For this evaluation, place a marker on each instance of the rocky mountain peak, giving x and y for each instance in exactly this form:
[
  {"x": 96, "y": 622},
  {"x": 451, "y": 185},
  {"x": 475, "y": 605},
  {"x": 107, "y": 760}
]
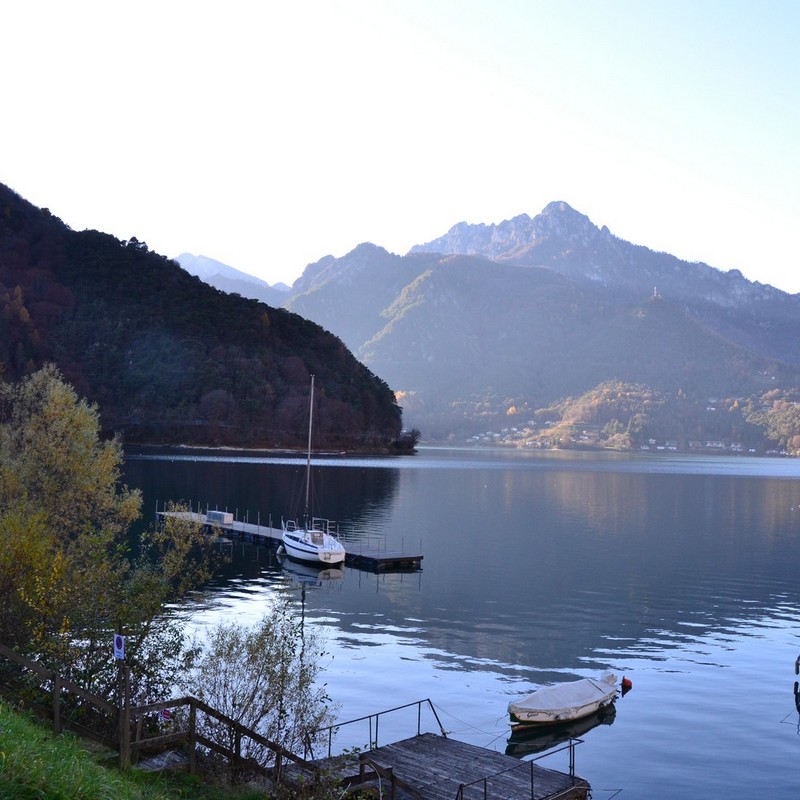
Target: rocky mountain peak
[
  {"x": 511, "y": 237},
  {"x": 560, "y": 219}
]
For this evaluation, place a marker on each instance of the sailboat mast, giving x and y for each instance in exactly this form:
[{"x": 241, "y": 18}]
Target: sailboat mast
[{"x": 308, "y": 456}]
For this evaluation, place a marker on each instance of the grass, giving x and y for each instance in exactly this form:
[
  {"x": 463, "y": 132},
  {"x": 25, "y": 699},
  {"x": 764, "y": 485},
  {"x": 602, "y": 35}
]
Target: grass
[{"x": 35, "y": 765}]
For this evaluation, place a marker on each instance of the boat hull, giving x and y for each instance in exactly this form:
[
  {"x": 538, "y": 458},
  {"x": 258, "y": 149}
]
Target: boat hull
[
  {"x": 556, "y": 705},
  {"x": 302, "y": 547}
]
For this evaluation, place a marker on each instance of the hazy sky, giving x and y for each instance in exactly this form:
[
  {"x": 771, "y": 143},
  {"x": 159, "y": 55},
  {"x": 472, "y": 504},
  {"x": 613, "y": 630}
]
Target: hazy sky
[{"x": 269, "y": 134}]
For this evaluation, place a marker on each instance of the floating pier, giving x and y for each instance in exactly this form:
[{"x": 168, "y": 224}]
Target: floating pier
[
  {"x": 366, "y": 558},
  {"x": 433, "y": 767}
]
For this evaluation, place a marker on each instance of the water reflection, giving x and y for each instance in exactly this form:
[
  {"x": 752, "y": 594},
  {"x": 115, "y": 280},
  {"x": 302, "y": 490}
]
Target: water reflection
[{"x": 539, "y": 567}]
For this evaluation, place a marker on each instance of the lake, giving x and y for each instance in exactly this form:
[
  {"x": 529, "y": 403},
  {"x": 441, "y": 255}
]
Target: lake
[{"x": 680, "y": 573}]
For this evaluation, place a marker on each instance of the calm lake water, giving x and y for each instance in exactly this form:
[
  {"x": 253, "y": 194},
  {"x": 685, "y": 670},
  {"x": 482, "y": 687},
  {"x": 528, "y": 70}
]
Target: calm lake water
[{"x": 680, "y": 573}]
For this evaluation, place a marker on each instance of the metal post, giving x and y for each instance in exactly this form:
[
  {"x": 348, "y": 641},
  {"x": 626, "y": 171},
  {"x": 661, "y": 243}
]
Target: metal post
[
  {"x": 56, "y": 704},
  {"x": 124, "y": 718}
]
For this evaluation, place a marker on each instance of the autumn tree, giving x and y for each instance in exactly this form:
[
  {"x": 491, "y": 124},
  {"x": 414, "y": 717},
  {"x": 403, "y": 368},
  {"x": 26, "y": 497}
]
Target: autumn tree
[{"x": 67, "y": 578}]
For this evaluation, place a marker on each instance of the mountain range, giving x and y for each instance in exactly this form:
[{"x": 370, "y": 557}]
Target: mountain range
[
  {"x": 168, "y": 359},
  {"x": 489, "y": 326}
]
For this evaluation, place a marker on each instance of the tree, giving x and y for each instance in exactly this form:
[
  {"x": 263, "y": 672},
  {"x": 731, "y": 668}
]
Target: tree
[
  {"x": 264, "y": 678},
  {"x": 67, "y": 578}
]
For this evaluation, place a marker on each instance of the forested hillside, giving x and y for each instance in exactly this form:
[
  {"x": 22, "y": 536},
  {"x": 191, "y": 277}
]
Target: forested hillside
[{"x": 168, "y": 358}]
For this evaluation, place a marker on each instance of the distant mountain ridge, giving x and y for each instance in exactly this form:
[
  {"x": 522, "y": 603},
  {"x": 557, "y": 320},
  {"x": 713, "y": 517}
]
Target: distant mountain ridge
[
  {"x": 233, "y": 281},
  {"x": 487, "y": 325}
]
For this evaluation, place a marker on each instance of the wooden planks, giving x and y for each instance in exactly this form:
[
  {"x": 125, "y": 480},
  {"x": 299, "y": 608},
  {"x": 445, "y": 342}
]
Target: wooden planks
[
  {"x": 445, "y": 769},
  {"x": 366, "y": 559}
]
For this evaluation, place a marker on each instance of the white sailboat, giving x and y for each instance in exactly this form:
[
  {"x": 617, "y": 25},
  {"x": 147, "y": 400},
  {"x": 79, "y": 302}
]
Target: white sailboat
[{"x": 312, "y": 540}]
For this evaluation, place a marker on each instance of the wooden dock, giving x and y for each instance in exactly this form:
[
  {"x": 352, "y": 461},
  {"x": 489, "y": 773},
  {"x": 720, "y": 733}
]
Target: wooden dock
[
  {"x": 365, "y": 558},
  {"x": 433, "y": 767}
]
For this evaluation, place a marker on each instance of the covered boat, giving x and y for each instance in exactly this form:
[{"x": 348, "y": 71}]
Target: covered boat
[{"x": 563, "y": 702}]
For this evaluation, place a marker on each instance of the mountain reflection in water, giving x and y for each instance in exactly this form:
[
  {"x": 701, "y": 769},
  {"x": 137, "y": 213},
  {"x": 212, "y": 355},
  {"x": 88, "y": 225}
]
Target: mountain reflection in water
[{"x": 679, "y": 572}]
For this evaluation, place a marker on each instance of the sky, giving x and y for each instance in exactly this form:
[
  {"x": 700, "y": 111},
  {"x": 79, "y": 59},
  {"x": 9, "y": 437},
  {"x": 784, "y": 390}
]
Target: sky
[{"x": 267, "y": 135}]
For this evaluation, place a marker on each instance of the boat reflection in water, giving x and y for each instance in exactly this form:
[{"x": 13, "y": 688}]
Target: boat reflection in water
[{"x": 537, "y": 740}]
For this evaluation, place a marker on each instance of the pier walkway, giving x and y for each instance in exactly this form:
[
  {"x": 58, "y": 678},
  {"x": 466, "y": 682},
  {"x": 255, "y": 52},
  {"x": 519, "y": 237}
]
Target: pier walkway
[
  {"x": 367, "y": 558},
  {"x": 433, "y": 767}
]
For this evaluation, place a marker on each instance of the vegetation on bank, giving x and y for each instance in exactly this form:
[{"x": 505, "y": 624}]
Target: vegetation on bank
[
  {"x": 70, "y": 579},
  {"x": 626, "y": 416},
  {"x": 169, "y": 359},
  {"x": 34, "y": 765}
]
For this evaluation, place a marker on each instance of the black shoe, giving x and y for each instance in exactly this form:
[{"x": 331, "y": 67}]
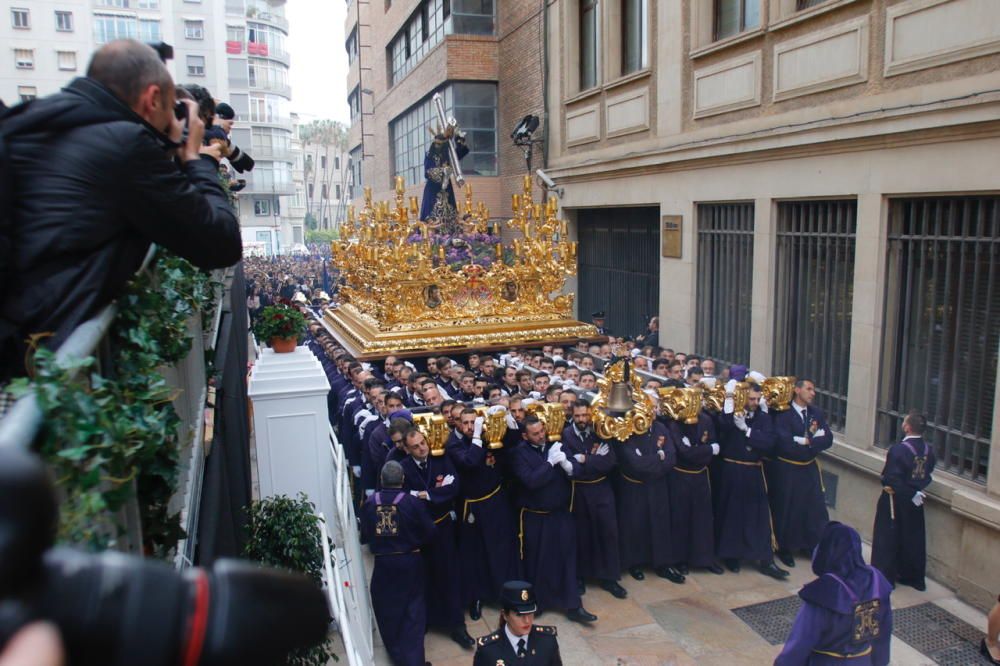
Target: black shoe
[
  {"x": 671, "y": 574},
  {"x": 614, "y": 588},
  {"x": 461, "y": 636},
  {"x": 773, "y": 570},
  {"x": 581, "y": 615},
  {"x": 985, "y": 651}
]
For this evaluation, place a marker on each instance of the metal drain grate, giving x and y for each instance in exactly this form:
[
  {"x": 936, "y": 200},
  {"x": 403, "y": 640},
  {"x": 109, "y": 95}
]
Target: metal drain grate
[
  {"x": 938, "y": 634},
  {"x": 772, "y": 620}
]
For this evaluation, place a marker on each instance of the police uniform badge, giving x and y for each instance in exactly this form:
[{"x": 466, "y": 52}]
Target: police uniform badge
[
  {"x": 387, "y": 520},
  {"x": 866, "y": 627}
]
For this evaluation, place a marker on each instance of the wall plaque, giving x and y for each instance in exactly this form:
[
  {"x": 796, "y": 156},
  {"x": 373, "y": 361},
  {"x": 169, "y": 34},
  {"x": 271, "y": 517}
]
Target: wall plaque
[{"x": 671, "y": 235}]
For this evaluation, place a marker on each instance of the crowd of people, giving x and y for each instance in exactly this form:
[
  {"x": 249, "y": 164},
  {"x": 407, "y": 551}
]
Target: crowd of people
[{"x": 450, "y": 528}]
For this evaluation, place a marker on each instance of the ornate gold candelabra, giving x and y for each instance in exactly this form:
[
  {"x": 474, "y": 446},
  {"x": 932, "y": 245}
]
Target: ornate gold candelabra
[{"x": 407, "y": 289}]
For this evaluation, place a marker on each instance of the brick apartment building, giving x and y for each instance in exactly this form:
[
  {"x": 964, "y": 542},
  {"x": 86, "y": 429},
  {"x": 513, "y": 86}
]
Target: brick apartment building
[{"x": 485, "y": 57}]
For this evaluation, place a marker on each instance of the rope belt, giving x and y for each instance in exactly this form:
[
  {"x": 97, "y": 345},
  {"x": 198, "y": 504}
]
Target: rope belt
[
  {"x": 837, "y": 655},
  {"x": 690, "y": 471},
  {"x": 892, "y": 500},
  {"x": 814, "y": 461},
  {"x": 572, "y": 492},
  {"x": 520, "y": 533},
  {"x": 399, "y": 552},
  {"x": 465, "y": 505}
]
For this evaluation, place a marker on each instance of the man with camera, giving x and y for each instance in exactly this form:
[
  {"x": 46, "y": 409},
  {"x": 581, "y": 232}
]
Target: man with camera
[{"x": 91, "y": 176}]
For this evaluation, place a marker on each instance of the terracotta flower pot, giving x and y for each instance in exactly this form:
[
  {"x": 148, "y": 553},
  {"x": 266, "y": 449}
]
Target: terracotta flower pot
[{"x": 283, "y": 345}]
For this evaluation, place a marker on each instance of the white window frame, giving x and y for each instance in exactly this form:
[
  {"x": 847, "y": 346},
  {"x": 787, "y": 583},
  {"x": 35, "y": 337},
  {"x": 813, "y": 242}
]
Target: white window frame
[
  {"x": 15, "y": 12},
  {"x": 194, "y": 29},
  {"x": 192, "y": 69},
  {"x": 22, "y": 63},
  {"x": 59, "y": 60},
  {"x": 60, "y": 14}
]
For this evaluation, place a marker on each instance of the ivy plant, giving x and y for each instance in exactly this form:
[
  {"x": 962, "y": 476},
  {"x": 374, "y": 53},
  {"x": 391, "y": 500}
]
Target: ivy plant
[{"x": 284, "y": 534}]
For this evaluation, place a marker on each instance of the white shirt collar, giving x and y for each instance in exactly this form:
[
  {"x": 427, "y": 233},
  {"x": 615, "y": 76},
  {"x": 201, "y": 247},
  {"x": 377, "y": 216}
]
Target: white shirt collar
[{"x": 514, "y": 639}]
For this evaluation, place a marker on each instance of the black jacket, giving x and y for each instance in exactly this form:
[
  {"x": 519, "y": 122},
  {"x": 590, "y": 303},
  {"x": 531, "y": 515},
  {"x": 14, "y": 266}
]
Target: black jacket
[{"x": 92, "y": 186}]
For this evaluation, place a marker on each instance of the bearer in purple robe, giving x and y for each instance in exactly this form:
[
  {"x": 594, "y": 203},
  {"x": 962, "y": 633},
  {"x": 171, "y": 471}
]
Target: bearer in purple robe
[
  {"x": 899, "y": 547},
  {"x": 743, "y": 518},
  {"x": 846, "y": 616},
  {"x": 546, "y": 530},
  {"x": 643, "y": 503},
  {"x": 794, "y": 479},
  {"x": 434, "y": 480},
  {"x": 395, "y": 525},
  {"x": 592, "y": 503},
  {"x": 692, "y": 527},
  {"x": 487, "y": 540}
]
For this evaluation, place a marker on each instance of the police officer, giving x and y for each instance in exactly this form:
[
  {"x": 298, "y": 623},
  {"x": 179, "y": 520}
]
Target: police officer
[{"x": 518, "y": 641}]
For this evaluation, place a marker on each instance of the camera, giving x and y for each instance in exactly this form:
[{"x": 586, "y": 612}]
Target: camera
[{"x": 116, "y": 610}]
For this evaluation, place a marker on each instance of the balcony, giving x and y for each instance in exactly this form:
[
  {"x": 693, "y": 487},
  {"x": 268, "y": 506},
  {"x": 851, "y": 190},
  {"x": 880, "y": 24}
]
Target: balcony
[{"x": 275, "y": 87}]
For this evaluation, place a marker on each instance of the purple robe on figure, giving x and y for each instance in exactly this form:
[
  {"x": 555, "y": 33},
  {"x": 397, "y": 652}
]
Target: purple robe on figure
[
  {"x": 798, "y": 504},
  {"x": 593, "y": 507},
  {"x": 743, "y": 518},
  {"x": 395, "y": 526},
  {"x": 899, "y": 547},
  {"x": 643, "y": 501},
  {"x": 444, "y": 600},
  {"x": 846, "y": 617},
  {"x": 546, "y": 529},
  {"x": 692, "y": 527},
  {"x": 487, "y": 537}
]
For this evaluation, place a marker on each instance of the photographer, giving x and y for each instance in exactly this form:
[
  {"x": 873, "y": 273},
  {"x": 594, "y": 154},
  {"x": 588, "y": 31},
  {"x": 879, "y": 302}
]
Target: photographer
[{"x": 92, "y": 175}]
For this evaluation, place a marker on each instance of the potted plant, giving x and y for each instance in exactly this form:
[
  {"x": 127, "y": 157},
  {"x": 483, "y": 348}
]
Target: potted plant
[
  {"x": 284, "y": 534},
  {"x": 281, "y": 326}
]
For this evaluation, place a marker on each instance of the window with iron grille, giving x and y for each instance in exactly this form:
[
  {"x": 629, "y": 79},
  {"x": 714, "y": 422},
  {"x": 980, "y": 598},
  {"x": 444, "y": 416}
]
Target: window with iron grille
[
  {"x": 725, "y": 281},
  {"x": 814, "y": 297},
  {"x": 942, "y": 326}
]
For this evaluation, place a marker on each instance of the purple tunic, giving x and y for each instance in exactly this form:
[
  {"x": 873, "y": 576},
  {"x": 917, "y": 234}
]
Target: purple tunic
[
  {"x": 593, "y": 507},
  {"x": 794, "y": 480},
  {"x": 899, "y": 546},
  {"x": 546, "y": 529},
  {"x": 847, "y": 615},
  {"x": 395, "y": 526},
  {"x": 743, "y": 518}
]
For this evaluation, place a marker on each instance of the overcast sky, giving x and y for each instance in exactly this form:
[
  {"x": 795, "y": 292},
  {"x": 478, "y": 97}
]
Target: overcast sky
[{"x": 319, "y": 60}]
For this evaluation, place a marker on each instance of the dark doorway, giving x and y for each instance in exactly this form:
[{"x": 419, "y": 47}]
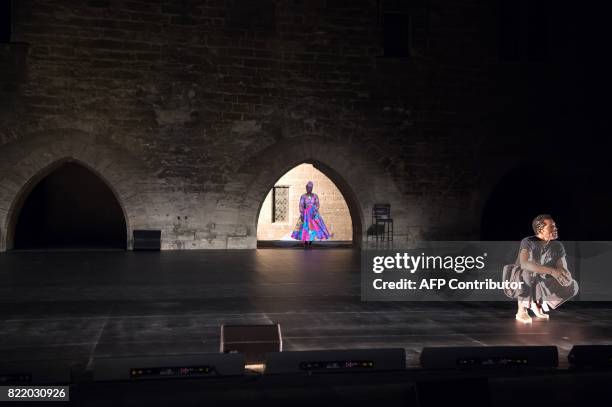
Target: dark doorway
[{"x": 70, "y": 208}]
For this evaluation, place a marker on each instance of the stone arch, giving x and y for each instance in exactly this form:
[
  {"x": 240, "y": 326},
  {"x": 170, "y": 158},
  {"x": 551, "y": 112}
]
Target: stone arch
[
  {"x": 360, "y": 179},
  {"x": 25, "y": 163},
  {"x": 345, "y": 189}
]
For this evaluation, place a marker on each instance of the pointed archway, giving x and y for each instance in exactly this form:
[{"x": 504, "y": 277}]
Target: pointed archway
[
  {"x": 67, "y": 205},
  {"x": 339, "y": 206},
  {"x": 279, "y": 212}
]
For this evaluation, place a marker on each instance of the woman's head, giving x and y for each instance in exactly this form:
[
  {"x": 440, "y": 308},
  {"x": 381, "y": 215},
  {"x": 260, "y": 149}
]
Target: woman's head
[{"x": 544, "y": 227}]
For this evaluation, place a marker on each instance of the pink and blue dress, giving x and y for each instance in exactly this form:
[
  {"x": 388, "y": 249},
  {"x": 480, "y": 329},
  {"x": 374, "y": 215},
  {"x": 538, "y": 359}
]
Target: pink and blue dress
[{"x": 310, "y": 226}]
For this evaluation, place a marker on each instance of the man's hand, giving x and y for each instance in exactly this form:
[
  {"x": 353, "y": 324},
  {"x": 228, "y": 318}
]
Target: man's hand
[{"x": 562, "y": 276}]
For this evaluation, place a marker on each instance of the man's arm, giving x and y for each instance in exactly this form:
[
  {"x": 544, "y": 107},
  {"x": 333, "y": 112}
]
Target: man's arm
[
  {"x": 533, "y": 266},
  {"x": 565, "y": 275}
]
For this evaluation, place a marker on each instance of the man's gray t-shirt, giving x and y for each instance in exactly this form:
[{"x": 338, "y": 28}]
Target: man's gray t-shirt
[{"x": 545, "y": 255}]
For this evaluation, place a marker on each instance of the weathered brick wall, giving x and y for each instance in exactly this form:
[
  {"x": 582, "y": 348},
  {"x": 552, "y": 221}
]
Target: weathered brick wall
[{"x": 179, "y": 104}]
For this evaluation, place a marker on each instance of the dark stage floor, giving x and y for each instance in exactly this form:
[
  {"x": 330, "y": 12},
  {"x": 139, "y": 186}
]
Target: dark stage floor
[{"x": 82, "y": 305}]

» **Exercise objective**: With both ends included, please retype exactly the lines from the line containing "man's hand, giving" to the final line of the data.

» **Task output**:
For this evaluation, place a marker on each instance of the man's hand, giving x and y for each instance in exactly this form:
[
  {"x": 353, "y": 324},
  {"x": 228, "y": 318}
]
Target: man's hand
[{"x": 562, "y": 276}]
For this evaluation, place a marker on each instance of the man's arm, giving x and y for each instance in exactly this form:
[
  {"x": 544, "y": 107},
  {"x": 333, "y": 112}
]
Target: man's arm
[
  {"x": 533, "y": 266},
  {"x": 565, "y": 275}
]
For this evaluation, place a marker on each instance of the man's gray t-shirt, giving x and y for each instance in exactly this form:
[{"x": 338, "y": 28}]
Target: man's gray t-shirt
[{"x": 545, "y": 255}]
For this evaluation, place a marker on each instance of the weathered brick wall, giving x and y for each instance in exactly this form:
[
  {"x": 582, "y": 348},
  {"x": 552, "y": 221}
]
Target: weathered brick wall
[{"x": 179, "y": 104}]
For this evaluation, place a marker on each instance of the dark stage floor, giving x and y for each instance in exactly this form:
[
  {"x": 330, "y": 12},
  {"x": 139, "y": 186}
]
Target: dark stage floor
[{"x": 82, "y": 305}]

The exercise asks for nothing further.